Listed records
· · · · ·

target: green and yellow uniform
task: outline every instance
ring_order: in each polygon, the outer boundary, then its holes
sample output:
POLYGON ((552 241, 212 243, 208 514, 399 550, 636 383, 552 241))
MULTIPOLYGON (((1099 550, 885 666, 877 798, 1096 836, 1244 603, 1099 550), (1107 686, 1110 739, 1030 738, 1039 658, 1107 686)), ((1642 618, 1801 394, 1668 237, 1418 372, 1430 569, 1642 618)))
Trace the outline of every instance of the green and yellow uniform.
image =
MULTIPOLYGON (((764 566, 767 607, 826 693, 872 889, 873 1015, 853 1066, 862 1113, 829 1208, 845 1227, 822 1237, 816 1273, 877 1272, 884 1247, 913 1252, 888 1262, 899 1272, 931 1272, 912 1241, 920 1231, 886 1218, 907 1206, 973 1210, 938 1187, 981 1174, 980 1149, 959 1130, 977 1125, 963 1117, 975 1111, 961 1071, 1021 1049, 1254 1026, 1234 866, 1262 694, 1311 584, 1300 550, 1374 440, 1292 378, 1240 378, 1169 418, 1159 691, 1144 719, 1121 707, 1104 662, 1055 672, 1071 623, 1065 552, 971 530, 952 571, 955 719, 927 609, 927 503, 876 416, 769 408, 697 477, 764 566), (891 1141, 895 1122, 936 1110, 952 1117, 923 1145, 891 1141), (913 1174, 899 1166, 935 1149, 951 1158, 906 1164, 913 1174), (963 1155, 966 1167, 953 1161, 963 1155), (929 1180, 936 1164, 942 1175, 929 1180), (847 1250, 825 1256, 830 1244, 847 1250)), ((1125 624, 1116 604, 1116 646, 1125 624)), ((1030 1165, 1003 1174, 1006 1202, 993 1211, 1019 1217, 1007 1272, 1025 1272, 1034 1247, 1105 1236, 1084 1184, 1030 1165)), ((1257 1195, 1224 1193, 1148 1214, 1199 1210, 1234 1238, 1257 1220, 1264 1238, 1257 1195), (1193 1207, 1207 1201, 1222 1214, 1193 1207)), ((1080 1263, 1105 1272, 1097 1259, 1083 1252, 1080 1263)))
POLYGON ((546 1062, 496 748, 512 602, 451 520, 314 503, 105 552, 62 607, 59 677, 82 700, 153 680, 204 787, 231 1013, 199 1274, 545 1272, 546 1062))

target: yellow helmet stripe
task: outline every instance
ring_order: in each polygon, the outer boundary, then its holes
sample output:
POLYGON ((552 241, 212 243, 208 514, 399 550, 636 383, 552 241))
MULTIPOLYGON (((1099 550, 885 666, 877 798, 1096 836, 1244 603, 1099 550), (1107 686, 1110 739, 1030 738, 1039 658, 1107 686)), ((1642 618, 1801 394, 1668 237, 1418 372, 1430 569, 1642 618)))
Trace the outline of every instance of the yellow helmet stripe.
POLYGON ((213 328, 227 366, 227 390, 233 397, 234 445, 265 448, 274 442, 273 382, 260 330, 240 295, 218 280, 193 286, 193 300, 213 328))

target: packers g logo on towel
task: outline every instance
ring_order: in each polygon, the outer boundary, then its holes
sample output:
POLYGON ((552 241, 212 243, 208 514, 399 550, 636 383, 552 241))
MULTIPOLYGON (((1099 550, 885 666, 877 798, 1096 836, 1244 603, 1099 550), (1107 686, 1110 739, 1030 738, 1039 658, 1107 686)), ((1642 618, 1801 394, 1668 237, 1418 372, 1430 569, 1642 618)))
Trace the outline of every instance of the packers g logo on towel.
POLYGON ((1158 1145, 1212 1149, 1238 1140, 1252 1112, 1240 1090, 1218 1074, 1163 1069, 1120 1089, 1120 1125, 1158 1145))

· · · · ·

What the task requires
Your job is to reproduce the data in full, with every line intact.

Task result
target: green and yellow uniform
task: outline every instance
ring_order: in each polygon, the outer boundary, then its holes
sample output:
POLYGON ((552 241, 212 243, 208 514, 399 550, 636 383, 552 241))
MULTIPOLYGON (((1099 550, 885 666, 877 798, 1096 836, 1244 603, 1099 550), (1107 686, 1110 739, 1030 738, 1039 658, 1107 686)), ((1642 618, 1801 394, 1668 237, 1418 372, 1430 569, 1642 618)))
Trace the outline of every instance of the green and yellow uniform.
image =
MULTIPOLYGON (((764 566, 767 607, 826 693, 872 889, 873 1015, 853 1066, 862 1113, 829 1208, 845 1227, 822 1237, 816 1273, 877 1272, 884 1247, 913 1252, 888 1262, 899 1272, 931 1272, 912 1241, 920 1231, 886 1218, 907 1206, 973 1210, 938 1187, 981 1174, 980 1149, 959 1130, 977 1125, 963 1117, 975 1111, 961 1071, 1021 1049, 1254 1026, 1234 866, 1262 694, 1311 584, 1300 550, 1374 440, 1292 378, 1240 378, 1169 418, 1159 691, 1144 719, 1121 707, 1104 662, 1055 672, 1071 623, 1065 552, 971 530, 952 571, 955 719, 927 609, 927 503, 876 416, 769 408, 697 477, 764 566), (891 1141, 895 1122, 936 1110, 952 1117, 923 1145, 891 1141), (913 1174, 899 1166, 935 1149, 951 1158, 906 1164, 913 1174), (963 1155, 966 1167, 953 1161, 963 1155), (929 1180, 936 1164, 942 1175, 929 1180), (847 1250, 825 1256, 830 1244, 847 1250)), ((1125 624, 1116 604, 1116 646, 1125 624)), ((1030 1165, 1003 1174, 1006 1202, 993 1211, 1019 1217, 1007 1272, 1025 1272, 1034 1247, 1105 1236, 1084 1184, 1030 1165)), ((1257 1195, 1224 1193, 1148 1214, 1199 1210, 1234 1238, 1257 1220, 1264 1238, 1257 1195), (1193 1207, 1207 1201, 1222 1214, 1193 1207)), ((1080 1263, 1105 1272, 1097 1259, 1083 1252, 1080 1263)))
POLYGON ((546 1062, 496 748, 512 602, 451 520, 314 503, 105 552, 62 607, 59 677, 82 700, 153 680, 204 787, 231 1013, 199 1274, 545 1272, 546 1062))

target: yellow helmet stripe
task: outline every instance
ring_order: in each polygon, the outer boundary, then its holes
sample output:
POLYGON ((552 241, 212 243, 208 514, 399 550, 636 383, 552 241))
MULTIPOLYGON (((1099 550, 885 666, 877 798, 1096 836, 1244 603, 1099 550), (1107 686, 1110 739, 1030 738, 1039 658, 1107 686)), ((1642 618, 1801 394, 1668 237, 1418 372, 1430 569, 1642 618)))
Trace the outline of every instance of the yellow helmet stripe.
POLYGON ((213 328, 227 366, 227 390, 233 397, 234 445, 265 448, 274 442, 273 382, 260 330, 240 295, 218 280, 193 286, 193 300, 213 328))

target: packers g logo on towel
task: outline every instance
ring_order: in each polygon, the outer boundary, then its holes
sample output:
POLYGON ((552 241, 212 243, 208 514, 399 550, 636 383, 552 241))
MULTIPOLYGON (((1099 550, 885 666, 877 798, 1096 836, 1244 603, 1099 550), (1107 686, 1110 739, 1030 738, 1039 658, 1107 686)), ((1642 618, 1801 394, 1668 237, 1418 372, 1430 569, 1642 618)))
Trace the outline of every instance of the packers g logo on towel.
POLYGON ((1158 1145, 1212 1149, 1238 1140, 1252 1112, 1240 1090, 1218 1074, 1163 1069, 1120 1089, 1120 1125, 1158 1145))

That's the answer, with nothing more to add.